START MATERIAL PROVIDED
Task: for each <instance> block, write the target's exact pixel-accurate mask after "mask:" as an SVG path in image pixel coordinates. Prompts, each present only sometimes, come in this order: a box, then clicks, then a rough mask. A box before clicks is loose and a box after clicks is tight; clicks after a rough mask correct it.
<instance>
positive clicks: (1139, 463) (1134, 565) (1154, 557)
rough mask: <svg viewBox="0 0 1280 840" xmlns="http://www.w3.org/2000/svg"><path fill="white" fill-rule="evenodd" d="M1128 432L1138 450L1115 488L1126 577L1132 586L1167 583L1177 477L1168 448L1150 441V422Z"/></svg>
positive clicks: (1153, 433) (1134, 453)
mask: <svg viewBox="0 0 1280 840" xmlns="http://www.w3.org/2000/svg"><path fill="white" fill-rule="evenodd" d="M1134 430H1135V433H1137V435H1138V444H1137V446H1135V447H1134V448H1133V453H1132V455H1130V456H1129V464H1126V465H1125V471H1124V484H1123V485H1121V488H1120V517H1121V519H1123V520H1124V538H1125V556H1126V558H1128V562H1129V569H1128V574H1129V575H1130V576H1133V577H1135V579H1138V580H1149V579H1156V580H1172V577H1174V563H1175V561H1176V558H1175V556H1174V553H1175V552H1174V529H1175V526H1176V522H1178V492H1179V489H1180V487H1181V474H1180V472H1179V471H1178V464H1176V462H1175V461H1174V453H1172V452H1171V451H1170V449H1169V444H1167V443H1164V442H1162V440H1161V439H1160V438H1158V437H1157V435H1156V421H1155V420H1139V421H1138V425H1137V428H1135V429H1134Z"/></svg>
END MATERIAL PROVIDED
◆ **DIRECTIONS FOR THIS TASK**:
Pull out every line of the rows above and reproduce each one character for character, changing nothing.

◆ **RESPONSE TO THIS TASK**:
Task: for each <instance> block, write the target's exact pixel-accurate mask after "mask:" as an SVG path in image pixel coordinates. Prompts, each present only sometimes, come in this order: a box, then clicks, then a rough mask. A box before clicks is loose and a box after clicks is tight; clicks after a rough mask correct it.
<instance>
positive clicks: (1139, 463) (1134, 565) (1154, 557)
rough mask: <svg viewBox="0 0 1280 840" xmlns="http://www.w3.org/2000/svg"><path fill="white" fill-rule="evenodd" d="M1128 432L1138 450L1115 488L1126 577L1132 586L1167 583L1177 477L1168 448L1150 441V422Z"/></svg>
positive clicks: (1153, 433) (1134, 453)
mask: <svg viewBox="0 0 1280 840" xmlns="http://www.w3.org/2000/svg"><path fill="white" fill-rule="evenodd" d="M1134 430H1135V433H1137V435H1138V444H1137V446H1135V447H1134V448H1133V453H1132V455H1130V456H1129V464H1126V465H1125V471H1124V484H1123V485H1121V488H1120V517H1121V519H1123V520H1124V538H1125V556H1126V558H1128V562H1129V569H1128V574H1129V575H1130V576H1133V577H1135V579H1138V580H1149V579H1156V580H1172V577H1174V563H1175V561H1176V558H1175V556H1174V553H1175V552H1174V529H1175V526H1176V522H1178V492H1179V489H1180V487H1181V474H1180V472H1179V471H1178V464H1176V462H1175V461H1174V453H1172V452H1171V451H1170V449H1169V444H1167V443H1164V442H1162V440H1161V439H1160V438H1158V437H1157V435H1156V421H1155V420H1139V421H1138V425H1137V428H1135V429H1134Z"/></svg>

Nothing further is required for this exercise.